▶ TEXT SHOWN:
Begin
Storico Fresco Uses Long-Lost Recipes for Novel Pastas

History comes in many shapes and sizes

Photograph by Iain Bagwell

Think of Michael Patrick as a pasta scholar. A fascination with homemade noodles began during his South Florida childhood and grew into an obsession for obscure pastas made by vanishing Old World methods. A certified sommelier who worked in restaurants as well as wine education and journalism for two decades, Patrick spent six years traveling intermittently through villages all over Italy, learning from home cooks and culinary professionals, before starting his own small-scale production in a shared kitchen near Your DeKalb Farmers Market. The fanciful shapes, many with unique fillings, that he sells through his company, Storico Fresco, reveal more skillful attention than any other fresh pastas sold in Atlanta. He makes his products with little more than a rolling pin, small dowels, and a wooden comb called a pettine that creates ridges on, as one example, lumachelle—a tubular pasta infused with cinnamon and lemon zest that he traces to a recipe from Benedictine nuns in the province of Le Marche, east of Tuscany.

Patrick uses what pasta makers refer to as the “volcano technique”: Dump the flour and the salt on a large maple board, make a nest, crack the eggs, spritz a tiny bit of imported Italian water with high mineral content (which helps create a firmer pasta), and mix everything with a fork, keeping the dough on the dry side because, he says, “the salt will attract plenty of moisture from the air.” Passed through a dough sheeter and cut by hand, the final product has the seductive cat-tongue roughness that can never be achieved by machine-made pasta.
End
[Records from a point labeling set]
Begin
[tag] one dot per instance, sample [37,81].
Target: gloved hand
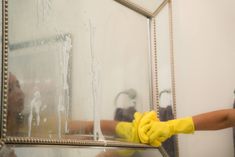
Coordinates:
[129,130]
[156,132]
[144,125]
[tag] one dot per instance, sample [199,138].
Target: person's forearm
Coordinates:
[215,120]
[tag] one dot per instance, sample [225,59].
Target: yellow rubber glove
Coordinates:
[144,125]
[153,132]
[161,131]
[129,130]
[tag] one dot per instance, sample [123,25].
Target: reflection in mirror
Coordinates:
[166,110]
[39,89]
[109,58]
[55,151]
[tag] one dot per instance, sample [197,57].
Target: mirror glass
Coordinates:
[74,63]
[164,56]
[55,151]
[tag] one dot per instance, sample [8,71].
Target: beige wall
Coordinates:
[204,66]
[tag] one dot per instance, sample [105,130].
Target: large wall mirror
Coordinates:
[72,67]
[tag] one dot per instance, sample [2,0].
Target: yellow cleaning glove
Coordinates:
[145,124]
[128,130]
[154,132]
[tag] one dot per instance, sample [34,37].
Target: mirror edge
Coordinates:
End
▶ WHAT THIS EXERCISE ASKS:
**A.** Answer these questions from the text on Storico Fresco:
(i) How many years did Patrick spend traveling intermittently through villages in Italy?
(ii) What is the wooden comb that creates ridges on the pasta called?
(iii) What does the imported Italian water with high mineral content help create?
**B.** Lay out every line of the point labeling records as a numbered list, skipping blank lines. Leave the pictures out of the list.

▶ SOLVED TASKS:
**A.**
(i) Six years
(ii) A pettine
(iii) A firmer pasta

**B.**
1. [tag] one dot per instance, sample [37,81].
2. Target: gloved hand
3. Coordinates:
4. [129,130]
5. [156,132]
6. [144,125]
7. [tag] one dot per instance, sample [199,138].
8. Target: person's forearm
9. Coordinates:
10. [215,120]
11. [tag] one dot per instance, sample [225,59].
12. Target: yellow rubber glove
13. Coordinates:
14. [144,125]
15. [153,132]
16. [161,131]
17. [129,130]
18. [tag] one dot per instance, sample [123,25].
19. Target: reflection in mirror
20. Coordinates:
21. [166,110]
22. [39,89]
23. [109,58]
24. [55,151]
25. [tag] one dot per instance, sample [197,57].
26. Target: mirror glass
27. Coordinates:
28. [74,63]
29. [164,56]
30. [55,151]
31. [tag] one dot per instance, sample [8,71].
32. Target: beige wall
33. Coordinates:
34. [204,66]
35. [tag] one dot per instance, sample [105,130].
36. Target: large wall mirror
37. Coordinates:
38. [72,67]
39. [tag] one dot per instance, sample [2,0].
40. Target: yellow cleaning glove
41. Coordinates:
42. [145,124]
43. [128,130]
44. [154,132]
45. [tag] one dot per instance, sample [34,37].
46. Target: mirror edge
47. Coordinates:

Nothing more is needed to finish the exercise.